REQUIRED ACTIONS.
[1] Do the statements below agree with the post about the Eizo CG 243w monitor? Answer yes or no for each and quote the words of the post that decide it.
(a) Eizo rewrote the CG 243w firmware to be compatible with Apple's mini displayport standard.
(b) Adobe's test image shows the display working at 10 bits per color plane.
(c) The monitor setup is hosted on a Mac Pro under 10.6.
[2] In the post about the Eizo CG 243w monitor, rename "graphics card" as "video card" throughout the passage starting at "Eizo re-wrote the" and ending at "banding is showing.". Give that passage with the change made.
[3] Can you take the post about the Eizo CG 243w monitor further, picking up after its final sentence?

SELECTED EXTRACT.
_ _ _ _ _ _ _

I have been working with the engineers at Eizo for the past year in trying to get the Eizo CG 243w monitor to work at 10-bits per color plane via mini displayport to displayport connection while using the 4870 graphics card on a Mac Pro.

Eizo re-wrote the firmware for the CG 243w to be compatible with the mini displayport standard released by Apple. As of this past summer, the CG 243w now interconnects with the 4870 graphics card to the monitor, while hosted on a Mac Pro under 10.6.

BUT in using Adobe's on test image, it is obvious that the display is still not working at 10-bits per color plane, as banding is showing.

Would you please clearly state whether Adobe Photoshop CS5 in the current version is capable of driving the 4870 graphics card and displaying 10-bits per color plane images using the MacPro and current OS? We need to know where the bottleneck is coming from---Adobe, Apple, AMD.

_ _ _ _ _ _ _

DATASET ENTRIES.
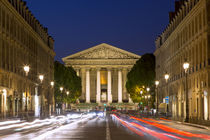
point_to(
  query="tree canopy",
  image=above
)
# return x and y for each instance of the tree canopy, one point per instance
(66, 77)
(141, 76)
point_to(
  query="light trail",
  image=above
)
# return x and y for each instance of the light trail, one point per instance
(44, 135)
(173, 130)
(10, 122)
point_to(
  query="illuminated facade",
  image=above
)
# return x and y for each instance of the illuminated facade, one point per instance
(24, 41)
(103, 70)
(186, 38)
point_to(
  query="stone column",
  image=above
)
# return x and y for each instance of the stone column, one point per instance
(98, 94)
(87, 86)
(119, 86)
(109, 86)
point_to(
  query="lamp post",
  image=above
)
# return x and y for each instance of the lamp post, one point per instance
(61, 89)
(148, 101)
(186, 67)
(26, 68)
(156, 84)
(41, 78)
(52, 84)
(166, 78)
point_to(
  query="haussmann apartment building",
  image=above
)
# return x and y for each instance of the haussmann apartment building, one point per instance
(186, 39)
(24, 42)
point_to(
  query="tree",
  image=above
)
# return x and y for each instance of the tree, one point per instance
(66, 77)
(141, 76)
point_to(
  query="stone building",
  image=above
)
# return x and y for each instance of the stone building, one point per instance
(24, 41)
(186, 38)
(103, 70)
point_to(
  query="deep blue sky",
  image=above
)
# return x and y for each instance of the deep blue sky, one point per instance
(76, 25)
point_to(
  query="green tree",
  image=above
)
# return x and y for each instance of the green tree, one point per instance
(141, 76)
(66, 77)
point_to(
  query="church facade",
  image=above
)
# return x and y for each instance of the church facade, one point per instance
(103, 70)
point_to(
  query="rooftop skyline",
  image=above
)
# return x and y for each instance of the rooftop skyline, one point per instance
(78, 25)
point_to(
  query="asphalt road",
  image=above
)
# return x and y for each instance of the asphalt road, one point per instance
(100, 127)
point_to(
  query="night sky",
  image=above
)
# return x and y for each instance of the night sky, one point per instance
(132, 25)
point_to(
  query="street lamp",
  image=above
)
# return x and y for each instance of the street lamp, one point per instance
(61, 89)
(156, 84)
(141, 92)
(26, 69)
(166, 78)
(186, 66)
(52, 83)
(41, 77)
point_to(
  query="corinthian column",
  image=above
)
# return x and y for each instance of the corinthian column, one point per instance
(98, 94)
(109, 86)
(119, 86)
(87, 86)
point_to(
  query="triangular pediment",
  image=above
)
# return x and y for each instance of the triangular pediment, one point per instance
(103, 51)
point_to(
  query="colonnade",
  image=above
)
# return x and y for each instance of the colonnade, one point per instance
(119, 86)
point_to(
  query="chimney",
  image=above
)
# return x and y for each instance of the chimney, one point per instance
(171, 16)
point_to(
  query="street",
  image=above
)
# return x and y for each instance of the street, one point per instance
(99, 126)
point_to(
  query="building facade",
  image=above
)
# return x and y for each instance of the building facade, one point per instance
(24, 42)
(103, 70)
(186, 38)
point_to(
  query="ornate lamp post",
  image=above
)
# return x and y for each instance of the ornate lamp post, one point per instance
(52, 84)
(156, 84)
(166, 76)
(186, 67)
(41, 78)
(26, 69)
(61, 89)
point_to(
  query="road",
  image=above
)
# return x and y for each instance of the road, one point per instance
(94, 126)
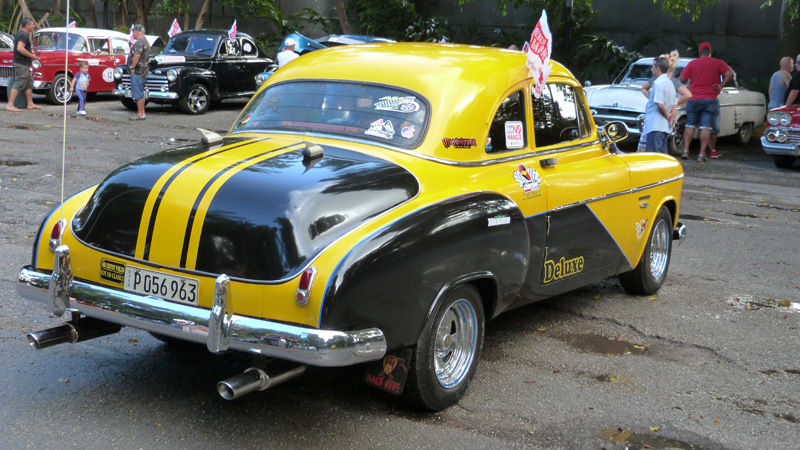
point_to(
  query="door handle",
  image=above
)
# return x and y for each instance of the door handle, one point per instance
(548, 162)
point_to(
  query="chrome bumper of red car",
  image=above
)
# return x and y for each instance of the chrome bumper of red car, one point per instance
(218, 329)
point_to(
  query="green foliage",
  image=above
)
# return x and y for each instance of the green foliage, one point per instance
(384, 18)
(429, 30)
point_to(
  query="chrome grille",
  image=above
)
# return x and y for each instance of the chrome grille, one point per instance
(153, 83)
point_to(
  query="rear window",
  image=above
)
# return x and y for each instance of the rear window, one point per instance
(376, 113)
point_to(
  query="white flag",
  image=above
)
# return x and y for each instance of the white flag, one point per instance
(232, 31)
(174, 29)
(539, 50)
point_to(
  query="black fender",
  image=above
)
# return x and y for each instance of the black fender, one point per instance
(393, 278)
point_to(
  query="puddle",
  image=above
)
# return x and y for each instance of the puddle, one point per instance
(700, 218)
(15, 163)
(23, 127)
(603, 345)
(636, 441)
(749, 303)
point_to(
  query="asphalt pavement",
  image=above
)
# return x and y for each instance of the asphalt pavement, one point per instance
(710, 362)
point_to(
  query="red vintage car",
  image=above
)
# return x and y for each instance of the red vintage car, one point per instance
(102, 49)
(781, 139)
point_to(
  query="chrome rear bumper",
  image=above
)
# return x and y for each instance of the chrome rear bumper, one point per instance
(218, 329)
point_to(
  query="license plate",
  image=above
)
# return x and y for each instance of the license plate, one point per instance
(169, 287)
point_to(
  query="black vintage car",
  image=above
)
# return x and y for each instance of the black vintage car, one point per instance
(197, 68)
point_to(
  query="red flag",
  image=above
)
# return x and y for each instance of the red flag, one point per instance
(174, 29)
(232, 31)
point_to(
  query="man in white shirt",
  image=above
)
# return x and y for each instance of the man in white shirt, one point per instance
(659, 114)
(288, 53)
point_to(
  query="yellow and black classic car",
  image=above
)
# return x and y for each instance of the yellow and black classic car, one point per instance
(378, 211)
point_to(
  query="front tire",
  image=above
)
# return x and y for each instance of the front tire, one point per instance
(196, 101)
(59, 93)
(784, 161)
(447, 352)
(649, 275)
(676, 139)
(744, 133)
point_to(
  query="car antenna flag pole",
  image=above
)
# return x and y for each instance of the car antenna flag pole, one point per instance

_ _ _ _ _ _ _

RESULTS.
[1]
(a) Yes: "Eizo re-wrote the firmware for the CG 243w to be compatible with the mini displayport standard released by Apple."
(b) No: "it is obvious that the display is still not working at 10-bits per color plane, as banding is showing."
(c) Yes: "while hosted on a Mac Pro under 10.6."

[2]
Eizo re-wrote the firmware for the CG 243w to be compatible with the mini displayport standard released by Apple. As of this past summer, the CG 243w now interconnects with the 4870 video card to the monitor, while hosted on a Mac Pro under 10.6.

BUT in using Adobe's on test image, it is obvious that the display is still not working at 10-bits per color plane, as banding is showing.

[3]
It is frustrating that Windows users have successfully been able to use Photoshop CS5 with a handful of different graphics cards and a large number of Eizo 10-bit monitors for a long time and it still appears that Mac users, known for being graphic intensive, cannot. We really need help getting to the bottom of this. Adobe Labs might be cranking out some fun new product, but functionality of a key issue for Photoshop would seem to be higher priority---and 10-bits per color plane seems like it would be one such issue.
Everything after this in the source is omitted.